Source text
╔══
Vegetation Response to Treatments
All of the vegetation variables in our analysis exhibited a significant response to treatment, and there were significant treatment method × time interactions for shrub and exotic annual grass cover (Table 2). Prior to treatment, shrub cover was similar across treatments and control plots (Table 3). Shrub cover decreased in the first year after treatment by 78%, 88%, and 45% in fire, fire + imazapic, and mow treatments, respectively, when compared to control plots (Table 3). Shrub cover remained lower in the second year posttreatment in fire, fire + imazapic, and mow plots compared to controls (Table 3). Three years after treatment, shrub cover was lower on fire plots by 67% and lower on fire + imazapic plots by 76% than on control plots (Table 3). Shrub cover had largely recovered on mow plots in the third year posttreatment and was no longer significantly different than control plots (Table 3). Though not statistically significant, shrub cover in tebuthiuron plots trended to be lower than control plots by 27% in the third year posttreatment, but the results were variable across sites (Table 3).
Results from the generalized linear mixed affects model for resin extractable soil nutrients, soil moisture, soil temperature, and vegetation cover as affected by treatment method and time.
Means and standard errors for vegetation cover (%) before treatment (time 0) and for 3 yr posttreatment (time 1, 2, 3) across the four research sites. Means not represented by a common letter are not statistically similar across treatment and time for each variable (Tukey's test P < 0.05).
Prior to treatment, native herbaceous perennial cover was similar among all plots (Table 3). Herbaceous perennial cover increased posttreatment by 27% on mow plots and 21% on tebuthiuron plots relative to controls, and mean comparisons indicate that by the third year following treatment herbaceous perennial cover increased on fire plots relative to control plots (Table 3). Perennial herbaceous cover was 27% lower on fire + imazapic plots after treatment compared to controls (Table 3).
╚══
Stated exercise 1
According to the passage on vegetation response to treatments, by what percentage did shrub cover decrease on mow plots in the first year after treatment, compared to control plots?
Stated exercise 2
Quote verbatim the stretch from "Prior to treatment, native" through "treatment compared to controls (Table 3)." in the passage on vegetation response to treatments.

Data entries
╔══
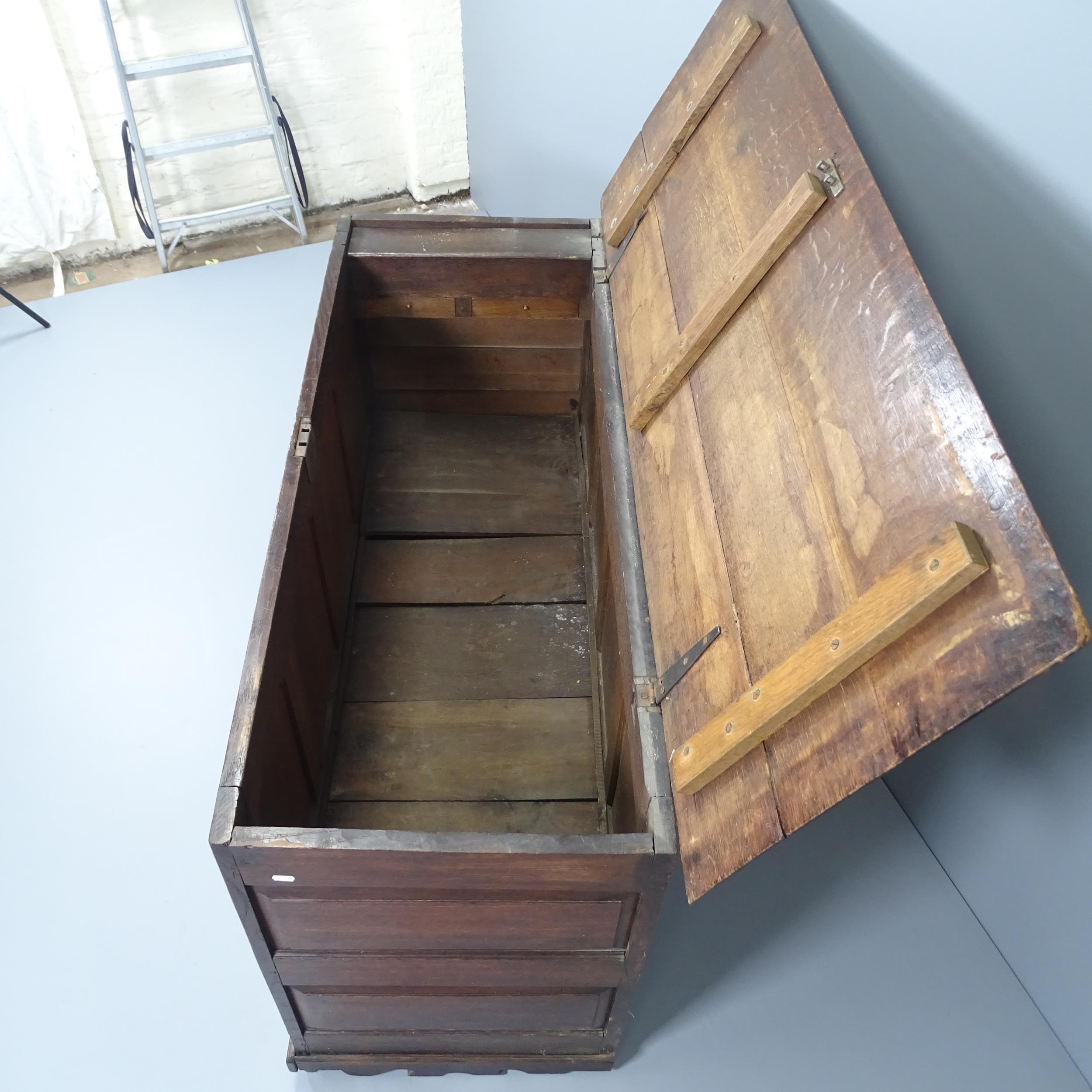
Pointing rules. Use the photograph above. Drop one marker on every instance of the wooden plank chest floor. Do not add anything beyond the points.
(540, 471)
╚══
╔══
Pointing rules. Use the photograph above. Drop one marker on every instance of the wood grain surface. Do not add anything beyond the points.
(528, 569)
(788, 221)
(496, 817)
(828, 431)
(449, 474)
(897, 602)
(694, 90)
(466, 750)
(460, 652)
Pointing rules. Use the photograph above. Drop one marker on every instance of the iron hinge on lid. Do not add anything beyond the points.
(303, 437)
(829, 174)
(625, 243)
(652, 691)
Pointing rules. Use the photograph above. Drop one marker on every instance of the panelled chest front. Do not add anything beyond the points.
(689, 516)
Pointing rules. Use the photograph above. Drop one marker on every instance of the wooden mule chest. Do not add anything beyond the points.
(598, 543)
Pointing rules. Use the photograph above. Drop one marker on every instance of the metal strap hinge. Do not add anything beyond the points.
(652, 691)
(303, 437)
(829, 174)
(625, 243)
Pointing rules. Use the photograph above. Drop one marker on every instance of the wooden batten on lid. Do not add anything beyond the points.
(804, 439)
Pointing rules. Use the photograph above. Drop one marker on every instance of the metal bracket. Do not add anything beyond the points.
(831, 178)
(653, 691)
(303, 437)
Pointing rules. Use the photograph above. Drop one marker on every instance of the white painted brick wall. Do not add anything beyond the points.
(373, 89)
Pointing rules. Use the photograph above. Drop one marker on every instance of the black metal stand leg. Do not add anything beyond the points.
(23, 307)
╚══
Response 1
45%

Response 2
Prior to treatment, native herbaceous perennial cover was similar among all plots (Table 3). Herbaceous perennial cover increased posttreatment by 27% on mow plots and 21% on tebuthiuron plots relative to controls, and mean comparisons indicate that by the third year following treatment herbaceous perennial cover increased on fire plots relative to control plots (Table 3). Perennial herbaceous cover was 27% lower on fire + imazapic plots after treatment compared to controls (Table 3).